## Exercise
Copy out all the entries word for word.

▼

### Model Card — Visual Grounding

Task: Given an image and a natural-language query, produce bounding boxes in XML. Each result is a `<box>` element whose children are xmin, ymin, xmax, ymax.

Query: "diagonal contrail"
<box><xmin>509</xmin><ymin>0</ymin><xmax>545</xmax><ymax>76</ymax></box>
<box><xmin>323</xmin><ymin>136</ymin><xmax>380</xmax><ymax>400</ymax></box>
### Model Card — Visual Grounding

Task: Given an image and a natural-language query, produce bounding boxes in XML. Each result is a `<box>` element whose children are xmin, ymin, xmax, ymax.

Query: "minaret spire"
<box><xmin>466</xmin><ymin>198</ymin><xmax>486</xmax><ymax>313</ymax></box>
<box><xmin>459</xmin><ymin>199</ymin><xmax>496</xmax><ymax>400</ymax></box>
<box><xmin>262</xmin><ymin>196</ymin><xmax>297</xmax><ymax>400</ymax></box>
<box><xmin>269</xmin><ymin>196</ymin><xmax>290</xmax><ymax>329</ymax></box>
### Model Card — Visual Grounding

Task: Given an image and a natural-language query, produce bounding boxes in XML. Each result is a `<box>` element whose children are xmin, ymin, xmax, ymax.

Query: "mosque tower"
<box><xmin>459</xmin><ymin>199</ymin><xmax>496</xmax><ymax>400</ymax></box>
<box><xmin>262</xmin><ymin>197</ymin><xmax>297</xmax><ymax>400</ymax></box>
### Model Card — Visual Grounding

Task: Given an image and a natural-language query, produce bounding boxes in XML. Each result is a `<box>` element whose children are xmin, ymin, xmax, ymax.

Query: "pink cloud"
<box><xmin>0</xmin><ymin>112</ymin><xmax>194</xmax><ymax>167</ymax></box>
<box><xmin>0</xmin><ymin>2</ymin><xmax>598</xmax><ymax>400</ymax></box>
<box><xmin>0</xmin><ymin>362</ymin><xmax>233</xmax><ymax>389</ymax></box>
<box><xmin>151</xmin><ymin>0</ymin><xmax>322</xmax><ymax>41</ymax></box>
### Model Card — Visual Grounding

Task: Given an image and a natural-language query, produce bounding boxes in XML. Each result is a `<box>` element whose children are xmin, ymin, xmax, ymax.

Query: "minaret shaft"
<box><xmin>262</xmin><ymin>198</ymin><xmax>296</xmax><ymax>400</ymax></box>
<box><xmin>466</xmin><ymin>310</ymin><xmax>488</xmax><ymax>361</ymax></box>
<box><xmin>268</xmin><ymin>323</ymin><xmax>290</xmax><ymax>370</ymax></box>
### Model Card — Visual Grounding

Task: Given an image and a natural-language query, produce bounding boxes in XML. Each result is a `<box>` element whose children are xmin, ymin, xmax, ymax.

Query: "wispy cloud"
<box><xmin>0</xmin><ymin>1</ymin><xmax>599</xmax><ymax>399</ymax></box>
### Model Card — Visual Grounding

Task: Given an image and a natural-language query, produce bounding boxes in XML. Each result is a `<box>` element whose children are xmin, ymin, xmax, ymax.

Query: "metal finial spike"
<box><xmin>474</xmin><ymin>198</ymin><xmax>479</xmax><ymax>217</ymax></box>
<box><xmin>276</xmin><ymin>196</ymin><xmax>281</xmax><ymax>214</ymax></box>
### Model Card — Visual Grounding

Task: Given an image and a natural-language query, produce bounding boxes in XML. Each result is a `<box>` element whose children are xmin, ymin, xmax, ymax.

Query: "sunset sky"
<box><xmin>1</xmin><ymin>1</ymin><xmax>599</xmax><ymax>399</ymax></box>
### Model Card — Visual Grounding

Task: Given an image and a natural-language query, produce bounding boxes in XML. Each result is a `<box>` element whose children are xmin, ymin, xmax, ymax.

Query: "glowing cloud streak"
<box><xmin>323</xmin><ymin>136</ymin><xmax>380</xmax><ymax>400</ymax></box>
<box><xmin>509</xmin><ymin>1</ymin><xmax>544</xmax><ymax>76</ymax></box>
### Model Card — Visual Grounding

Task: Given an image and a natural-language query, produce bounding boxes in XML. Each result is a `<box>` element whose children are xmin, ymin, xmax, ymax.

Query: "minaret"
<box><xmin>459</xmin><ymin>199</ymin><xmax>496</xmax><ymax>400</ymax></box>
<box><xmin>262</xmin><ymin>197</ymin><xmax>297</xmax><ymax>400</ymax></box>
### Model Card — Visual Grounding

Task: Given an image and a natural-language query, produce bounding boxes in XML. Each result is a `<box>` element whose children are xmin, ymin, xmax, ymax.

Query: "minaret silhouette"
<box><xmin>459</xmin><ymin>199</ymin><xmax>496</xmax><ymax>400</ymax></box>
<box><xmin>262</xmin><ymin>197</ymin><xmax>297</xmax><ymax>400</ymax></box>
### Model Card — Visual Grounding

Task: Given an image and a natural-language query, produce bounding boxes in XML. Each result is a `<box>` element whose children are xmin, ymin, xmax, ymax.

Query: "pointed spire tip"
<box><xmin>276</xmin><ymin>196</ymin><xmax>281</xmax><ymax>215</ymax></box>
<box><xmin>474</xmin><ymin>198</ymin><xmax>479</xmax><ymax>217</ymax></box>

▲

## Exercise output
### Model Card — Visual Grounding

Task: Given an image and a natural-language query, produce bounding boxes in XML. Each result is a `<box>` element whose children are xmin, ymin, xmax, ymax.

Query: "diagonal contrail"
<box><xmin>509</xmin><ymin>0</ymin><xmax>545</xmax><ymax>76</ymax></box>
<box><xmin>323</xmin><ymin>136</ymin><xmax>380</xmax><ymax>400</ymax></box>
### Model Card — Visual Grounding

Task: Given an image and a natural-language query, produce bounding boxes in XML. Each result is a `<box>` element whose children are xmin, ymin, xmax, ymax.

Query: "minaret spire"
<box><xmin>466</xmin><ymin>198</ymin><xmax>486</xmax><ymax>313</ymax></box>
<box><xmin>459</xmin><ymin>199</ymin><xmax>496</xmax><ymax>400</ymax></box>
<box><xmin>262</xmin><ymin>196</ymin><xmax>297</xmax><ymax>400</ymax></box>
<box><xmin>269</xmin><ymin>196</ymin><xmax>290</xmax><ymax>329</ymax></box>
### Model Card — Visual Grounding

Task: Given an image and a natural-language query, produce bounding boxes in XML. Each result is a `<box>` element whose children are xmin, ymin, xmax, ymax.

Query: "mosque tower"
<box><xmin>459</xmin><ymin>199</ymin><xmax>496</xmax><ymax>400</ymax></box>
<box><xmin>262</xmin><ymin>197</ymin><xmax>297</xmax><ymax>400</ymax></box>
### Model Card — Visual Grounding

Task: Given an image and a natural-language query, produce bounding boxes in XML. Each result is a `<box>` element whose children are xmin, ymin, xmax, ymax.

Query: "pink cloud"
<box><xmin>0</xmin><ymin>112</ymin><xmax>194</xmax><ymax>167</ymax></box>
<box><xmin>0</xmin><ymin>2</ymin><xmax>598</xmax><ymax>400</ymax></box>
<box><xmin>0</xmin><ymin>362</ymin><xmax>233</xmax><ymax>389</ymax></box>
<box><xmin>151</xmin><ymin>0</ymin><xmax>322</xmax><ymax>41</ymax></box>
### Model Card — Visual Grounding

Task: Given an image and a natural-language query, produce bounding boxes in XML. Each result is a `<box>` element whose children are xmin, ymin, xmax, ymax.

Query: "minaret shaft"
<box><xmin>262</xmin><ymin>198</ymin><xmax>296</xmax><ymax>400</ymax></box>
<box><xmin>466</xmin><ymin>310</ymin><xmax>488</xmax><ymax>361</ymax></box>
<box><xmin>268</xmin><ymin>323</ymin><xmax>290</xmax><ymax>370</ymax></box>
### Model Card — Visual Grounding

Task: Given an image and a natural-language query, produce bounding boxes in XML. Each result is a `<box>` element whose children are xmin, ymin, xmax, ymax.

Query: "wispy cloud"
<box><xmin>0</xmin><ymin>1</ymin><xmax>599</xmax><ymax>399</ymax></box>
### Model Card — Visual Grounding

Task: Given an image and a natural-language query, produce bounding boxes in XML. Each result is a `<box>` element whose children are xmin, ymin, xmax, ymax.

Query: "metal finial spike"
<box><xmin>474</xmin><ymin>198</ymin><xmax>479</xmax><ymax>217</ymax></box>
<box><xmin>276</xmin><ymin>196</ymin><xmax>281</xmax><ymax>214</ymax></box>
### Model Card — Visual Grounding

Task: Given an image and a natural-language query, produce bounding boxes in XML. Each result is a `<box>` element whose children are xmin, ymin, xmax, ymax.

Query: "sunset sky"
<box><xmin>1</xmin><ymin>1</ymin><xmax>599</xmax><ymax>399</ymax></box>
### Model Card — Visual Grounding

Task: Given an image and a natural-language query, produce bounding boxes in XML. Each result is a `<box>` element whose children are xmin, ymin, xmax, ymax.

Query: "glowing cloud streak"
<box><xmin>323</xmin><ymin>136</ymin><xmax>380</xmax><ymax>400</ymax></box>
<box><xmin>509</xmin><ymin>1</ymin><xmax>544</xmax><ymax>76</ymax></box>
### Model Card — Visual Grounding

Task: Given an image and a natural-language query, produce bounding boxes in XML. Each result is a `<box>` element whose children are xmin, ymin, xmax, ymax.

Query: "minaret"
<box><xmin>459</xmin><ymin>199</ymin><xmax>496</xmax><ymax>400</ymax></box>
<box><xmin>262</xmin><ymin>197</ymin><xmax>297</xmax><ymax>400</ymax></box>
### Model Card — Visual Grounding

Task: Given an image and a natural-language query, produce bounding boxes in XML. Each result is a `<box>` element whose children are xmin, ymin, xmax, ymax.

Query: "minaret silhouette"
<box><xmin>459</xmin><ymin>199</ymin><xmax>496</xmax><ymax>400</ymax></box>
<box><xmin>262</xmin><ymin>197</ymin><xmax>297</xmax><ymax>400</ymax></box>
### Model Card — Visual Grounding

Task: Given an image and a natural-language query, produce bounding boxes in XML. Each result is a `<box>` element whose children are xmin, ymin, xmax, ymax.

Query: "pointed spire tip"
<box><xmin>276</xmin><ymin>196</ymin><xmax>281</xmax><ymax>215</ymax></box>
<box><xmin>474</xmin><ymin>198</ymin><xmax>479</xmax><ymax>217</ymax></box>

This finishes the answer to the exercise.